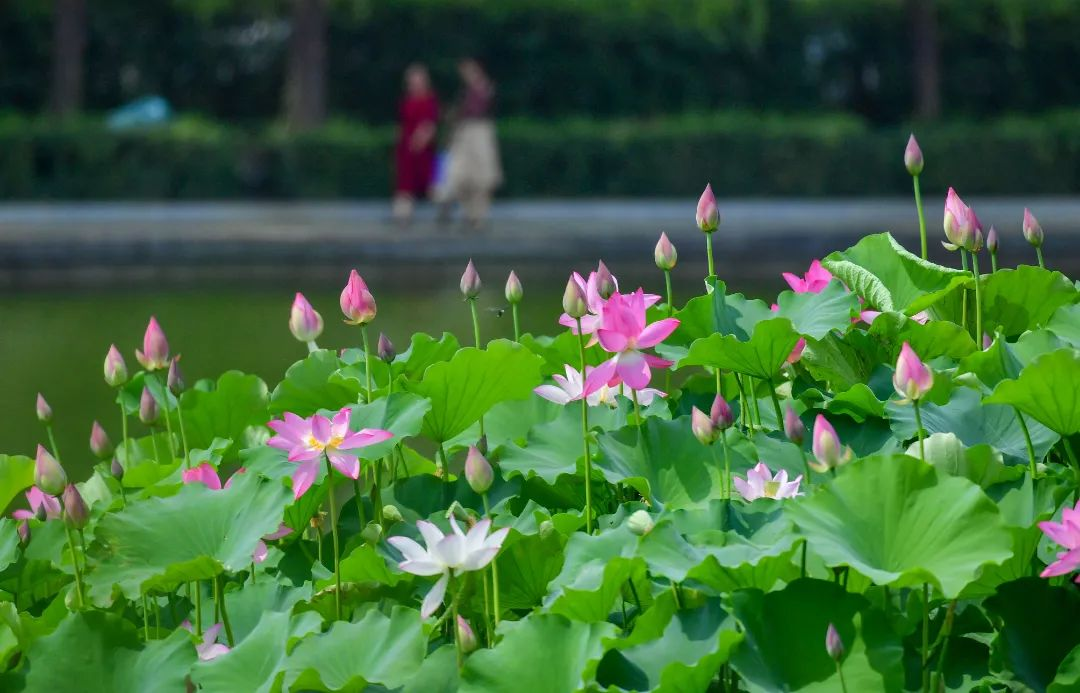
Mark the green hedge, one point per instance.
(741, 153)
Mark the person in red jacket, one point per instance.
(415, 152)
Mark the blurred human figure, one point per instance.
(474, 171)
(415, 153)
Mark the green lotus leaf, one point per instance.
(376, 650)
(571, 651)
(763, 356)
(196, 534)
(474, 380)
(95, 651)
(891, 279)
(895, 520)
(1040, 627)
(1049, 390)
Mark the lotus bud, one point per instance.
(76, 513)
(574, 299)
(664, 254)
(116, 369)
(793, 426)
(467, 639)
(391, 514)
(470, 282)
(154, 354)
(358, 304)
(827, 451)
(833, 643)
(386, 348)
(640, 522)
(913, 157)
(1033, 232)
(478, 471)
(48, 474)
(514, 290)
(148, 408)
(913, 379)
(605, 282)
(99, 443)
(707, 216)
(304, 321)
(175, 379)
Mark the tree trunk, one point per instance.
(69, 40)
(926, 58)
(306, 69)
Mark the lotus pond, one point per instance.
(869, 485)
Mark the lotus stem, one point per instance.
(337, 548)
(922, 218)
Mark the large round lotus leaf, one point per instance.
(896, 521)
(541, 653)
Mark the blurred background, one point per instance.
(202, 160)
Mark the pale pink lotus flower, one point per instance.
(827, 451)
(913, 379)
(707, 216)
(814, 281)
(304, 321)
(760, 483)
(1066, 534)
(307, 440)
(210, 648)
(447, 555)
(624, 331)
(358, 304)
(154, 354)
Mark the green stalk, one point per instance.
(337, 548)
(918, 425)
(922, 218)
(584, 436)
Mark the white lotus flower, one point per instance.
(447, 555)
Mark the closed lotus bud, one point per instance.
(833, 643)
(76, 513)
(707, 216)
(470, 282)
(175, 379)
(793, 426)
(640, 522)
(664, 254)
(116, 369)
(358, 304)
(304, 321)
(386, 348)
(913, 379)
(478, 471)
(99, 443)
(913, 157)
(467, 639)
(574, 299)
(154, 354)
(1033, 232)
(514, 291)
(48, 474)
(148, 408)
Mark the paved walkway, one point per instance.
(95, 242)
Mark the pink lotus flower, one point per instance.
(813, 282)
(154, 354)
(623, 331)
(1066, 534)
(358, 304)
(447, 555)
(913, 379)
(307, 440)
(760, 483)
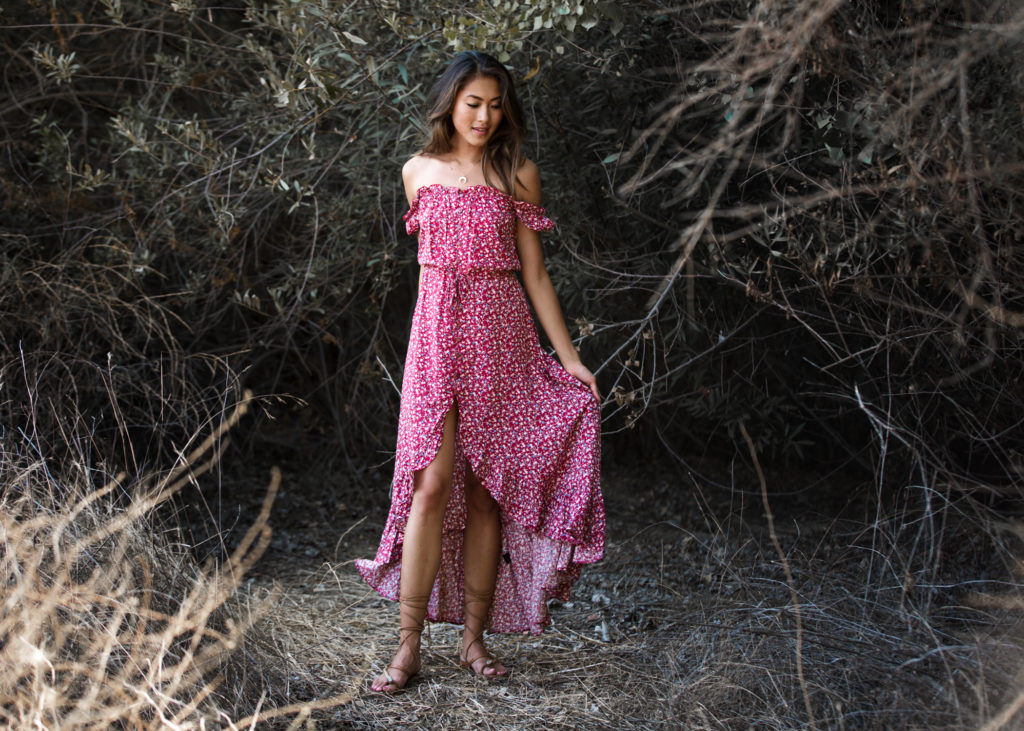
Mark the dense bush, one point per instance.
(799, 216)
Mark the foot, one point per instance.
(403, 667)
(475, 656)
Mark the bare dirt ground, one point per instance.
(688, 621)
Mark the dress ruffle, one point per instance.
(527, 429)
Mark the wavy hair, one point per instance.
(503, 154)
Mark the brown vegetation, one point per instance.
(790, 233)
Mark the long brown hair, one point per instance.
(504, 151)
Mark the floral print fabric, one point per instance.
(529, 431)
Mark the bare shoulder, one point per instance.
(416, 172)
(528, 182)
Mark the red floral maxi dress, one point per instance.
(529, 430)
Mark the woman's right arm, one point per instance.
(410, 172)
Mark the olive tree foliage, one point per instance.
(220, 181)
(798, 216)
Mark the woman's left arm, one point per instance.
(539, 288)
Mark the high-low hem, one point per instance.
(527, 429)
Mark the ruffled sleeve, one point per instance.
(412, 217)
(534, 216)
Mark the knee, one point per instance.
(430, 493)
(478, 501)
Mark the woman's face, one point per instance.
(477, 111)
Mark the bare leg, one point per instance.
(421, 555)
(481, 552)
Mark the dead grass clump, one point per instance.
(105, 619)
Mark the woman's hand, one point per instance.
(583, 374)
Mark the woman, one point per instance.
(496, 500)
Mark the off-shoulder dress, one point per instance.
(529, 430)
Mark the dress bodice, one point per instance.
(472, 227)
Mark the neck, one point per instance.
(467, 154)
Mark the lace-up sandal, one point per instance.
(417, 606)
(479, 664)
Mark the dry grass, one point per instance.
(105, 619)
(680, 627)
(688, 622)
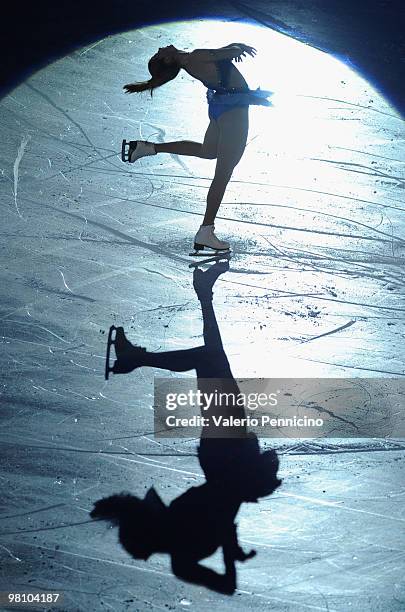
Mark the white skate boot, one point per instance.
(136, 150)
(205, 238)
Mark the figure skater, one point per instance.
(228, 97)
(201, 520)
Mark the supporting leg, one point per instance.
(233, 131)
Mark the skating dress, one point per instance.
(222, 98)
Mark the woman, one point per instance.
(228, 99)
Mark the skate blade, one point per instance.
(110, 342)
(225, 256)
(211, 252)
(124, 152)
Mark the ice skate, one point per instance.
(129, 357)
(206, 239)
(135, 149)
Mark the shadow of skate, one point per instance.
(202, 520)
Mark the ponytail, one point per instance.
(161, 73)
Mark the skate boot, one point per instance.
(129, 356)
(136, 150)
(205, 238)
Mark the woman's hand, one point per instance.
(245, 49)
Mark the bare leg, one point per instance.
(233, 131)
(206, 150)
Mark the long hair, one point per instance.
(161, 73)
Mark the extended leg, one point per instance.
(206, 150)
(135, 149)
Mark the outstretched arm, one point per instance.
(191, 571)
(233, 51)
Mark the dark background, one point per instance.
(369, 33)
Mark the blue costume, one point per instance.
(223, 98)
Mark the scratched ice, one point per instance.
(315, 215)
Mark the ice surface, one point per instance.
(315, 214)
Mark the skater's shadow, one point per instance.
(202, 519)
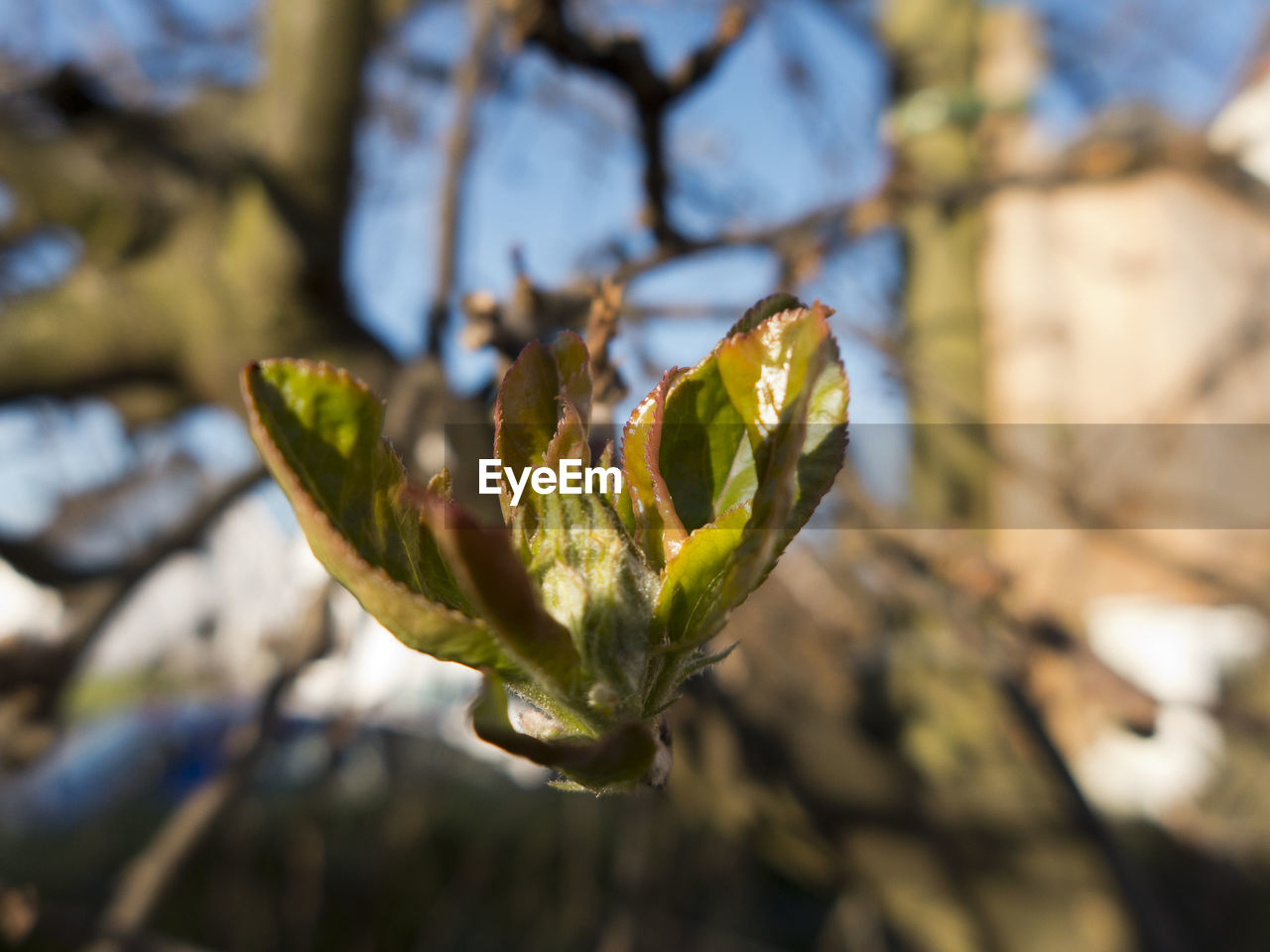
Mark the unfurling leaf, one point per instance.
(593, 606)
= = = =
• Instruções de trabalho: Transforme as linhas de todos os registros em uma lista numerada, sem as linhas em branco. Não inclua as imagens na resposta.

• Resposta:
1. Mark the green hedge, one point per instance.
2. (741, 153)
3. Mark the person in red jacket, one point per instance.
4. (415, 152)
5. Mark the blurred human figure, one point per instance.
6. (474, 171)
7. (415, 153)
8. Mark the green lotus leaf, one point per instance.
9. (376, 650)
10. (571, 651)
11. (763, 356)
12. (196, 534)
13. (474, 380)
14. (95, 651)
15. (891, 279)
16. (895, 520)
17. (1040, 627)
18. (1049, 390)
19. Mark the lotus bud, one point per instance.
20. (76, 513)
21. (574, 299)
22. (664, 254)
23. (116, 369)
24. (793, 426)
25. (467, 639)
26. (391, 514)
27. (470, 282)
28. (154, 354)
29. (358, 304)
30. (827, 451)
31. (833, 643)
32. (386, 348)
33. (640, 522)
34. (913, 157)
35. (1033, 232)
36. (478, 471)
37. (48, 474)
38. (514, 290)
39. (148, 408)
40. (913, 379)
41. (605, 282)
42. (99, 443)
43. (707, 216)
44. (304, 321)
45. (175, 379)
46. Mark the tree trunk, one point per instance.
47. (69, 40)
48. (926, 58)
49. (306, 69)
50. Mark the lotus pond, one point per instance.
51. (869, 485)
52. Mark the lotus stem, one point per instance.
53. (337, 548)
54. (922, 218)
55. Mark the large round lotus leaf, one point per instance.
56. (896, 521)
57. (541, 653)
58. Mark the blurred background, one point per instance.
59. (202, 160)
60. Mark the pale pink lotus flower, one point per instance.
61. (827, 451)
62. (913, 379)
63. (707, 216)
64. (814, 281)
65. (304, 321)
66. (760, 483)
67. (1066, 534)
68. (307, 440)
69. (210, 648)
70. (447, 555)
71. (624, 331)
72. (358, 304)
73. (154, 354)
74. Mark the green stalk, one point per instance.
75. (337, 548)
76. (918, 425)
77. (922, 218)
78. (584, 436)
79. Mark the white lotus flower, one point per instance.
80. (447, 555)
81. Mark the closed lotus bud, one point per instance.
82. (833, 643)
83. (76, 513)
84. (707, 216)
85. (470, 282)
86. (175, 379)
87. (793, 426)
88. (640, 522)
89. (664, 254)
90. (116, 369)
91. (358, 304)
92. (304, 321)
93. (386, 348)
94. (913, 379)
95. (478, 471)
96. (99, 443)
97. (913, 157)
98. (467, 639)
99. (574, 299)
100. (154, 354)
101. (1033, 232)
102. (514, 291)
103. (48, 474)
104. (148, 408)
105. Mark the paved walkway, one point per instance.
106. (95, 242)
107. Mark the pink lotus flower, one point per instance.
108. (813, 282)
109. (154, 354)
110. (623, 331)
111. (1066, 534)
112. (358, 304)
113. (447, 555)
114. (913, 379)
115. (307, 440)
116. (760, 483)
117. Mark the dense bush, one point per instance.
118. (799, 216)
119. Mark the foot, one point per instance.
120. (403, 667)
121. (475, 656)
122. Mark the bare dirt ground, one point per instance.
123. (688, 621)
124. Mark the dress ruffle, one point per instance.
125. (527, 429)
126. Mark the wavy hair, one point per instance.
127. (503, 154)
128. Mark the brown vegetation, one point per instance.
129. (790, 233)
130. Mark the long brown hair, one point per instance.
131. (504, 151)
132. Mark the floral print fabric, one point per instance.
133. (529, 431)
134. Mark the bare shoulder, one point per instance.
135. (416, 172)
136. (528, 182)
137. Mark the red floral maxi dress, one point per instance.
138. (529, 430)
139. Mark the woman's right arm, one point per instance.
140. (410, 172)
141. Mark the olive tree foliage, one point per instance.
142. (220, 181)
143. (798, 216)
144. Mark the woman's left arm, one point per instance.
145. (539, 288)
146. Mark the high-low hem, one point per instance.
147. (527, 429)
148. Mark the ruffled sleeve, one point per instance.
149. (412, 217)
150. (534, 216)
151. Mark the knee, one point per instance.
152. (430, 493)
153. (478, 501)
154. Mark the woman's face, one point per instance.
155. (477, 111)
156. Mark the bare leg, one point per instance.
157. (421, 555)
158. (481, 552)
159. Mark the dead grass clump, one point per instance.
160. (105, 619)
161. Mark the woman's hand, one point per instance.
162. (583, 374)
163. Mark the woman, one point per instance.
164. (496, 500)
165. Mark the off-shoulder dress, one point per instance.
166. (529, 430)
167. Mark the dress bodice, one point per instance.
168. (472, 227)
169. Mark the neck, one point per instance.
170. (467, 154)
171. Mark the lace-up sandal, one point per instance.
172. (417, 606)
173. (479, 664)
174. Mark the dry grass, one point per instance.
175. (105, 619)
176. (680, 627)
177. (688, 622)
178. Mark the white skate boot, one point per instance.
179. (136, 150)
180. (205, 238)
181. Mark the figure skater, one point per instance.
182. (228, 97)
183. (201, 520)
184. Mark the supporting leg, one point per instance.
185. (233, 131)
186. Mark the skating dress, one point per instance.
187. (222, 98)
188. Mark the woman, one point per instance.
189. (228, 99)
190. Mark the skate blade, one point per instance.
191. (110, 342)
192. (225, 256)
193. (211, 252)
194. (124, 152)
195. Mark the ice skate, one point per instance.
196. (129, 357)
197. (206, 239)
198. (135, 149)
199. Mark the shadow of skate, one point per instance.
200. (202, 520)
201. Mark the ponytail, one point per instance.
202. (161, 73)
203. Mark the skate boot, one point per instance.
204. (129, 356)
205. (136, 150)
206. (205, 238)
207. Mark the woman's hand, one point per instance.
208. (245, 49)
209. Mark the bare leg, one point per instance.
210. (233, 131)
211. (206, 150)
212. Mark the long hair, one point per instance.
213. (161, 73)
214. Mark the extended leg, one point per instance.
215. (206, 150)
216. (135, 149)
217. Mark the outstretched arm, one point per instance.
218. (191, 571)
219. (233, 51)
220. Mark the dark background, one point per instance.
221. (369, 33)
222. Mark the blue costume, one point per instance.
223. (223, 98)
224. Mark the scratched ice, one point per instance.
225. (315, 215)
226. Mark the ice surface, one point per instance.
227. (315, 214)
228. Mark the skater's shadow, one point per instance.
229. (202, 519)
230. Mark the unfurling leaf, one point per instance.
231. (593, 606)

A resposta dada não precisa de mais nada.